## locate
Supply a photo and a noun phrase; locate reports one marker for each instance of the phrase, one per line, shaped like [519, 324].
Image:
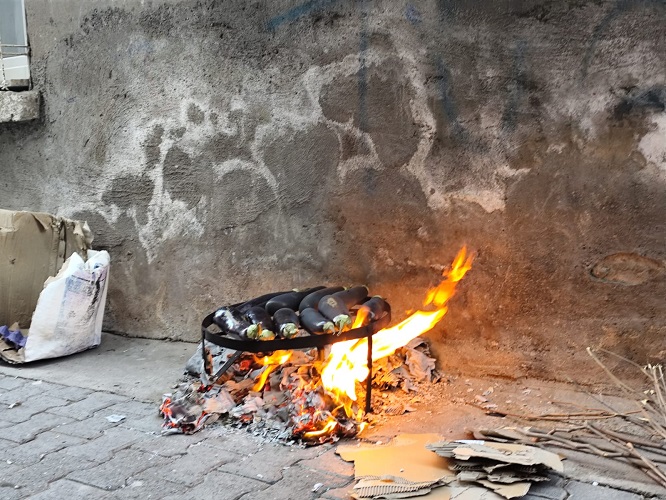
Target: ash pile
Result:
[280, 394]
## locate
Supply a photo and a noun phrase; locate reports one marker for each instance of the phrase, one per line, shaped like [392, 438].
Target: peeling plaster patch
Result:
[653, 145]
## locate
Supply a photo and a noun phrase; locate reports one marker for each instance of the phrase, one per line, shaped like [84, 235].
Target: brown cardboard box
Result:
[33, 247]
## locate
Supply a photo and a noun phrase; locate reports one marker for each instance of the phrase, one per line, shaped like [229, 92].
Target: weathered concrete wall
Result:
[223, 149]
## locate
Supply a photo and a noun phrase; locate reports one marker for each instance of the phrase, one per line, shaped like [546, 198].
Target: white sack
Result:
[70, 309]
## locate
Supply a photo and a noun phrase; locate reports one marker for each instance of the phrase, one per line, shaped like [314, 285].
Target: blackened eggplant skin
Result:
[312, 300]
[375, 307]
[231, 321]
[286, 322]
[261, 321]
[335, 310]
[315, 323]
[352, 296]
[290, 300]
[258, 301]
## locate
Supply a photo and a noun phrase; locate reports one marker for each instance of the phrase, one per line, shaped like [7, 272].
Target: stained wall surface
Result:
[220, 150]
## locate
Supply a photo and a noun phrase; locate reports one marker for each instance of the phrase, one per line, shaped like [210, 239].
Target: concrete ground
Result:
[58, 437]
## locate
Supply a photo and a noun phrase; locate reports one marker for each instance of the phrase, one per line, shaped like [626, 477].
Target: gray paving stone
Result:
[114, 474]
[191, 468]
[89, 428]
[137, 408]
[585, 491]
[102, 448]
[69, 393]
[24, 391]
[66, 489]
[150, 423]
[88, 406]
[217, 485]
[329, 462]
[26, 431]
[169, 445]
[8, 383]
[268, 464]
[33, 451]
[152, 489]
[36, 477]
[31, 406]
[298, 483]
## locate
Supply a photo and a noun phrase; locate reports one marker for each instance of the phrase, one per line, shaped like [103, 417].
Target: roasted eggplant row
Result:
[375, 307]
[312, 300]
[335, 310]
[315, 323]
[262, 324]
[290, 300]
[286, 322]
[231, 321]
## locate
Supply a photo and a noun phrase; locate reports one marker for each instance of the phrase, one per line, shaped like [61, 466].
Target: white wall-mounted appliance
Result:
[14, 50]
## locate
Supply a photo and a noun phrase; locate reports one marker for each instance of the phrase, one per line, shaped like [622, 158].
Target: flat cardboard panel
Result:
[33, 246]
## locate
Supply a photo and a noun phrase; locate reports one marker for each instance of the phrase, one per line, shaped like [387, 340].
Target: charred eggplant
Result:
[315, 323]
[352, 296]
[261, 321]
[374, 308]
[286, 322]
[231, 321]
[335, 310]
[312, 300]
[290, 300]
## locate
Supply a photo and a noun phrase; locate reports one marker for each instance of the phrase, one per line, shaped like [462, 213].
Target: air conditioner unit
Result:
[14, 59]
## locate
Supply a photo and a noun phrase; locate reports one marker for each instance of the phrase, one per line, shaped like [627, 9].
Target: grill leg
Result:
[368, 382]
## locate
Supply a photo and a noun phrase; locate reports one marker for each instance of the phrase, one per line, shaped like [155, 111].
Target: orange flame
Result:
[270, 363]
[347, 362]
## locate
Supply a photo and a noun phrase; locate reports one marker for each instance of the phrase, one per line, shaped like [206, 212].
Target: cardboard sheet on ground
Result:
[406, 457]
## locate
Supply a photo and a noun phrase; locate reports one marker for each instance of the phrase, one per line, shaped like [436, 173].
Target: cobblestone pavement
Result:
[57, 442]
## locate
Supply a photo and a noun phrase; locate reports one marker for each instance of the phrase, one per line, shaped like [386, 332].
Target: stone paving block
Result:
[586, 491]
[24, 391]
[31, 406]
[69, 393]
[343, 493]
[329, 462]
[45, 443]
[89, 428]
[152, 489]
[8, 383]
[36, 477]
[88, 406]
[298, 483]
[237, 441]
[151, 423]
[169, 445]
[66, 489]
[268, 464]
[114, 474]
[52, 467]
[218, 485]
[102, 448]
[132, 407]
[191, 468]
[26, 431]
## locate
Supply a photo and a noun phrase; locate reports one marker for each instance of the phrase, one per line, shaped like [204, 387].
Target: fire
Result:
[270, 363]
[347, 362]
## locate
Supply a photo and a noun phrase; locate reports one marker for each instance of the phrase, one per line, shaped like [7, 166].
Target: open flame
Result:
[347, 362]
[323, 394]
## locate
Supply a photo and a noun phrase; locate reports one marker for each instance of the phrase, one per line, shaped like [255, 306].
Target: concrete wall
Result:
[224, 149]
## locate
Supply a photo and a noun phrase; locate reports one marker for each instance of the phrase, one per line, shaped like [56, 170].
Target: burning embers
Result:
[310, 394]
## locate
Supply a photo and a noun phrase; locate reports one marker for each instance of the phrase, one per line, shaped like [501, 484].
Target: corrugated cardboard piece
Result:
[33, 247]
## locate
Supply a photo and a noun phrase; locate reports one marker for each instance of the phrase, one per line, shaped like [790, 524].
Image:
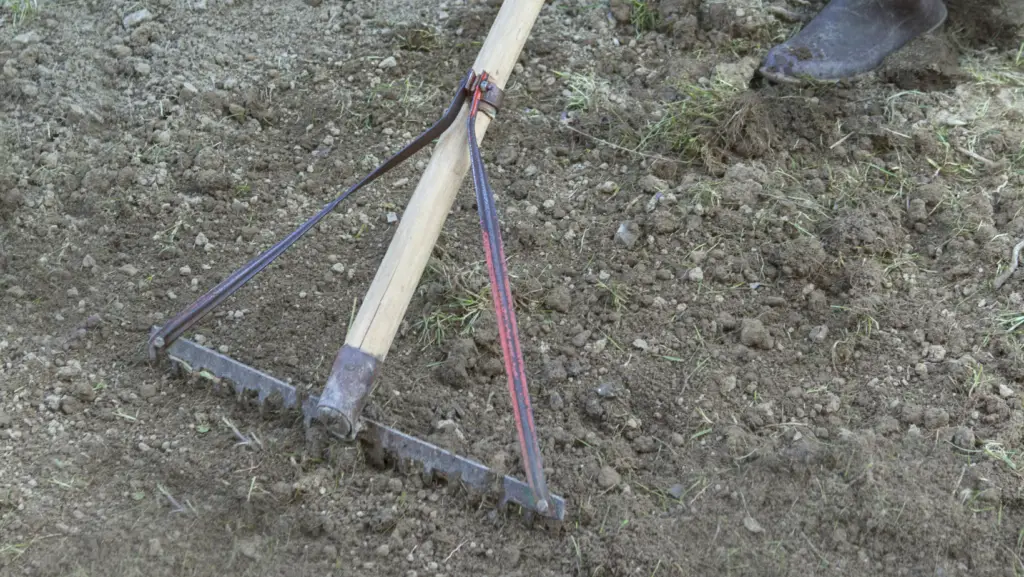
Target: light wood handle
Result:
[391, 291]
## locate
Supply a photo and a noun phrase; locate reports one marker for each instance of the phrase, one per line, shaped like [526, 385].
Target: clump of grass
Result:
[704, 120]
[464, 297]
[418, 40]
[1013, 322]
[643, 17]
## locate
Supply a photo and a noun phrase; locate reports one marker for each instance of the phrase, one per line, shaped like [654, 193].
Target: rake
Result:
[339, 408]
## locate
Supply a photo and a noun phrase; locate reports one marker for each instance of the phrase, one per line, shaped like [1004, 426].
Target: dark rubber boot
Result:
[851, 37]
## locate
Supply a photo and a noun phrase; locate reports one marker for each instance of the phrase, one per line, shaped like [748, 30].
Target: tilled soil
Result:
[762, 324]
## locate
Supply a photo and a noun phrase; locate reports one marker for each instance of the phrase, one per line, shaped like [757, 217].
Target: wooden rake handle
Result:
[387, 300]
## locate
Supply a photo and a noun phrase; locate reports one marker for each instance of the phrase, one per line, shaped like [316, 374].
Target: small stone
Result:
[554, 371]
[593, 408]
[137, 17]
[964, 438]
[912, 414]
[628, 234]
[936, 353]
[752, 525]
[28, 38]
[644, 444]
[936, 418]
[753, 333]
[187, 92]
[249, 548]
[608, 478]
[559, 299]
[580, 340]
[818, 333]
[70, 371]
[651, 183]
[71, 406]
[918, 210]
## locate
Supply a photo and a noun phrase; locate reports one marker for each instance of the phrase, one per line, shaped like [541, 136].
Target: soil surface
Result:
[762, 324]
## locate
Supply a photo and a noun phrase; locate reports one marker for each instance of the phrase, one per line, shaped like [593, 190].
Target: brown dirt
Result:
[799, 368]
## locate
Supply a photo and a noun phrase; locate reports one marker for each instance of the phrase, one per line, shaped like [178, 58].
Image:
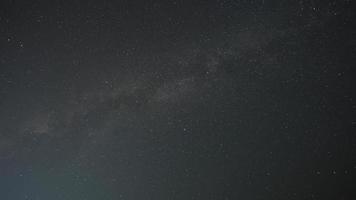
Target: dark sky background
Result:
[107, 100]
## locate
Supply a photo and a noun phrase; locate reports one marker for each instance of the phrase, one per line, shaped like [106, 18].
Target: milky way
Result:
[177, 100]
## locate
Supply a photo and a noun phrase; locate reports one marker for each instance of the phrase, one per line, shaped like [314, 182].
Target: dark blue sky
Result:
[177, 100]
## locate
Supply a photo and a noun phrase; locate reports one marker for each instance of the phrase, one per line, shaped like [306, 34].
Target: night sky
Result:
[161, 100]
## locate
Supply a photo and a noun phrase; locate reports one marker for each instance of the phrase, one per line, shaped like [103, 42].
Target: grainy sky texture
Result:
[177, 100]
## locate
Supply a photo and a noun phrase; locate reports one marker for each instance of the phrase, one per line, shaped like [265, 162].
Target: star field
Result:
[177, 100]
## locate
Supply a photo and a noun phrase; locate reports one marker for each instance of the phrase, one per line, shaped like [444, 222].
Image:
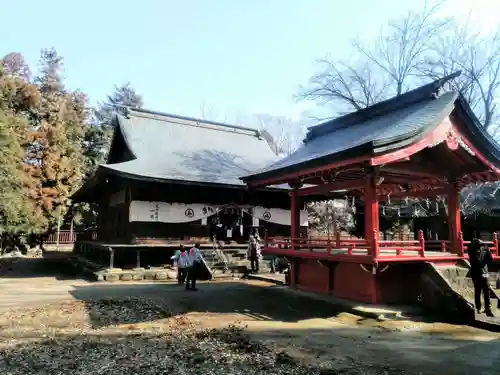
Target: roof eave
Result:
[475, 132]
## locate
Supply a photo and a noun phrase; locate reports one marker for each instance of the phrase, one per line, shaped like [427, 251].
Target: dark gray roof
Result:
[385, 126]
[174, 148]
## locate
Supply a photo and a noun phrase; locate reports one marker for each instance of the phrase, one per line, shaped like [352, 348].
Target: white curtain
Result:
[162, 212]
[276, 215]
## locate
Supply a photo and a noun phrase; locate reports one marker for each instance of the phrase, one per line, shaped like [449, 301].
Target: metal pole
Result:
[58, 227]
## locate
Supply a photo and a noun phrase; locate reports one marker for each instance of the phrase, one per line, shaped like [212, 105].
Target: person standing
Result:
[253, 254]
[182, 262]
[194, 269]
[480, 257]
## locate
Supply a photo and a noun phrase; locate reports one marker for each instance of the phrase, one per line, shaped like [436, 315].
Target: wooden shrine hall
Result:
[424, 143]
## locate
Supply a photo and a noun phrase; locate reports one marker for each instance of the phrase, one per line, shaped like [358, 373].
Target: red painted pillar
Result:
[454, 222]
[371, 214]
[294, 234]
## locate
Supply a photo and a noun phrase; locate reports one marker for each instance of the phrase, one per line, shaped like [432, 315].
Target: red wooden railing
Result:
[388, 250]
[65, 237]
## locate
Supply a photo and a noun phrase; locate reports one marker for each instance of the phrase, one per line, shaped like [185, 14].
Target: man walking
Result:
[195, 264]
[182, 261]
[253, 253]
[479, 258]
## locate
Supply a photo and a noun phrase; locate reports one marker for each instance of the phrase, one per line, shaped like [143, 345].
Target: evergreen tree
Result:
[18, 214]
[59, 126]
[98, 135]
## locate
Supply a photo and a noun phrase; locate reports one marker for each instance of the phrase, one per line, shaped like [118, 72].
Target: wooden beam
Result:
[411, 171]
[414, 194]
[327, 188]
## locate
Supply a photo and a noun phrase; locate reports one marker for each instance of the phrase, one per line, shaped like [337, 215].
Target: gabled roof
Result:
[166, 147]
[387, 126]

» **Objective**: Which lines of the records above contain the word "cardboard"? Copy each of them in full, and treat uppercase and lowercase as different.

» **Right answer**:
Target: brown cardboard box
Target: flat cardboard panel
Target: cardboard sheet on ground
Target: corrugated cardboard piece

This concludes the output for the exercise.